=== TEXT EXCERPT ===

To my surprise, an earlier post on the pointless symbolism of shifting the IPL out of Maharashtra resulted in emails (and messages) from several friends. The consensus was this: While they agree that shifting cricket out of a drought-hit state does not solve the problem, symbolic gestures are not to be sneered at either — they are, I am told, a way of increasing general awareness of a problem.

Okay, if you say so. Now consider a few recent instances of “raising awareness”:

Uma Bharti says drought cannot be planned for in advance. That is a startling statement for anyone to make — and it is much worse when it comes from the Central minister in charge of water resources and river development.

Bharti’s reported statements are revelatory. Sample this:

Ms Bharti, however, said that water is a state subject and that she has traveled to drought-hit states, giving stern lectures to state governments to take steps to counter water crisis.

That’s it. That’s what the concerned minister can do — travel the country giving “stern lectures”. And, of course, blame previous governments for the crisis — in which she is joined by her ministerial colleague Radha Mohan.

=== RECORDED INFORMATION ===

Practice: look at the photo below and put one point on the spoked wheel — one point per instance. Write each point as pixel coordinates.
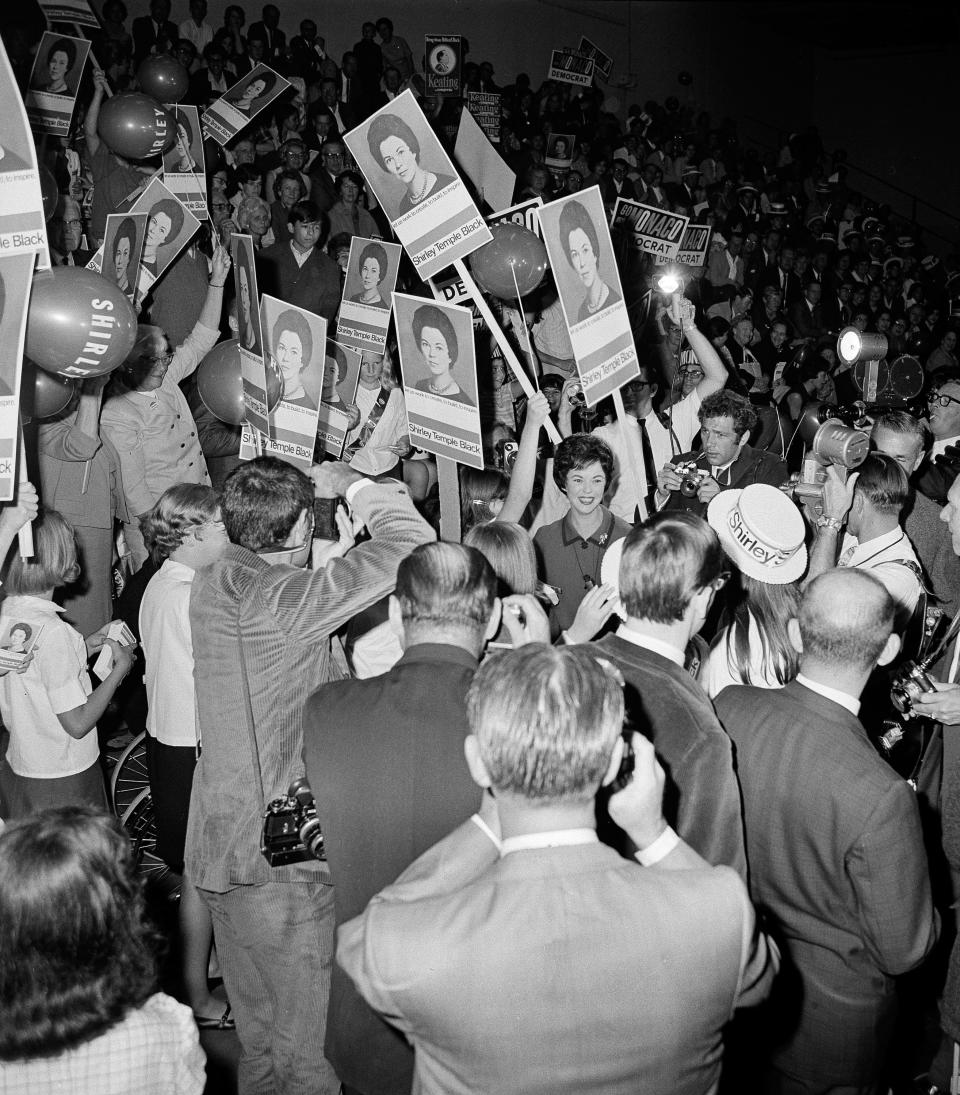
(129, 776)
(140, 825)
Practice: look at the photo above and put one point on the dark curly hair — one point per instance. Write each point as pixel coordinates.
(78, 953)
(727, 404)
(577, 451)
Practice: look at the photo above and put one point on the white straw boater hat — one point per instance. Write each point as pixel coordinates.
(761, 531)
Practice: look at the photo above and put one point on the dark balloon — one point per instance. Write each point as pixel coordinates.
(512, 251)
(163, 77)
(79, 324)
(136, 126)
(220, 383)
(42, 394)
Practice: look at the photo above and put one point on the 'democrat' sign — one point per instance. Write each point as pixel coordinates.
(654, 231)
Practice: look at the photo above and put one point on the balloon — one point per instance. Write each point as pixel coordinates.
(512, 251)
(42, 394)
(79, 324)
(163, 77)
(49, 192)
(136, 126)
(220, 383)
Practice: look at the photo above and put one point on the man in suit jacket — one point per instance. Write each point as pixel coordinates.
(544, 961)
(153, 33)
(296, 269)
(726, 460)
(663, 607)
(384, 758)
(836, 854)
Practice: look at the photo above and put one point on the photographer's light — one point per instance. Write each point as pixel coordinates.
(853, 346)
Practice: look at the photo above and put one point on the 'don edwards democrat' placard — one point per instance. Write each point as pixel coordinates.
(583, 265)
(438, 361)
(429, 208)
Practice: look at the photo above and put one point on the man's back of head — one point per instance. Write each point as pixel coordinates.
(262, 502)
(444, 594)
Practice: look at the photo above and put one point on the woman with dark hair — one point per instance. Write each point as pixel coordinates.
(78, 1011)
(396, 150)
(166, 218)
(256, 89)
(125, 244)
(49, 709)
(293, 353)
(60, 58)
(437, 341)
(581, 244)
(347, 215)
(372, 269)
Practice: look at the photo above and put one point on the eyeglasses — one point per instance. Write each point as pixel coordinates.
(940, 400)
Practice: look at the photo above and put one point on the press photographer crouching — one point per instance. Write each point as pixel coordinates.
(725, 462)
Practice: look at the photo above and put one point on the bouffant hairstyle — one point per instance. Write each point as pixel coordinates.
(428, 315)
(77, 951)
(574, 216)
(390, 125)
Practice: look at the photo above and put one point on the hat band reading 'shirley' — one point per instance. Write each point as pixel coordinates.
(764, 553)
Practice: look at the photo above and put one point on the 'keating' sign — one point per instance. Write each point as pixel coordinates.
(652, 230)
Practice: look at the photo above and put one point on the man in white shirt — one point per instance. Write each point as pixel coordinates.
(869, 503)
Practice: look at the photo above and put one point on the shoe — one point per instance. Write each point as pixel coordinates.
(224, 1023)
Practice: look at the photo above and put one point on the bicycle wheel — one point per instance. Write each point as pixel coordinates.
(129, 775)
(140, 825)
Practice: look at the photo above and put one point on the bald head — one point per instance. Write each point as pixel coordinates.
(846, 618)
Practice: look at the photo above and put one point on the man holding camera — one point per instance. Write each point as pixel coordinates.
(726, 461)
(262, 625)
(520, 954)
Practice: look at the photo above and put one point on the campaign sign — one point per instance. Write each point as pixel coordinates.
(695, 245)
(442, 53)
(184, 163)
(654, 231)
(569, 67)
(429, 208)
(23, 228)
(371, 278)
(249, 98)
(293, 348)
(438, 361)
(602, 62)
(15, 276)
(54, 80)
(485, 106)
(580, 252)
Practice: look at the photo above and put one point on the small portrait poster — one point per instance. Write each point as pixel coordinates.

===

- WHAT YOU NEED TO DO -
- 1) Condense the paragraph of the drought commentary that begins "To my surprise, an earlier post" into two or three sentences, keeping its main facts.
- 2) Extend the drought commentary with a further paragraph that picks up after its final sentence.
This work does not require the material.

- YOUR RESPONSES -
- 1) An earlier post calling it pointless symbolism to move the IPL out of Maharashtra unexpectedly drew emails and messages from several friends. They agreed that shifting cricket out of a drought-hit state does not solve the problem. But they held that symbolic gestures should not be sneered at, because they increase general awareness of a problem.

- 2)
Mohan gives Sonia Gandhi an elementary lesson in geography. Vidharbha, he says, is not Italy. And then he goes on to say that the problem is with the corruption of the previous government — which of course it is, at least in large part. But wasn’t that the very reason said previous government was booted out, and a new one elected?

Further, he informs us that the current crisis is because of poor planning by the previous government — which is a bit much, when his colleague and the minister in charge of water resources has just said it is not possible to plan for such things.

Not trying to score debating points here. It is just that such statements present a cumulative picture of a government that has no idea what to do — short, medium, and long term — about a nationwide crisis, and has, therefore, resorted to the default option of blaming it all on the other fellow.

Congress politicians are no better when it comes to insensitivity — from Karnataka comes the news that Chief Minister Siddaramaiah went on a tour of Bagalkot — preceded by a tanker spraying water on the roads he was driving through so the honorable CM wouldn’t be discommoded by dust from  the parched land. And elsewhere, Maharashtra’s minister for water resources (Uma Bharti’s counterpart in the state) responds to the crisis by touring Latur and taking smug selfies.

All of this is why the symbolic gesture of shifting the IPL scares me pallid — not because symbolism is per se bad, but because, in this case, the symbolism is symptomatic of clueless governments at both the Center and state (and the courts) who, incapable of systematically working on short term relief and long term planning, resort to meaningless gestures and asinine statements.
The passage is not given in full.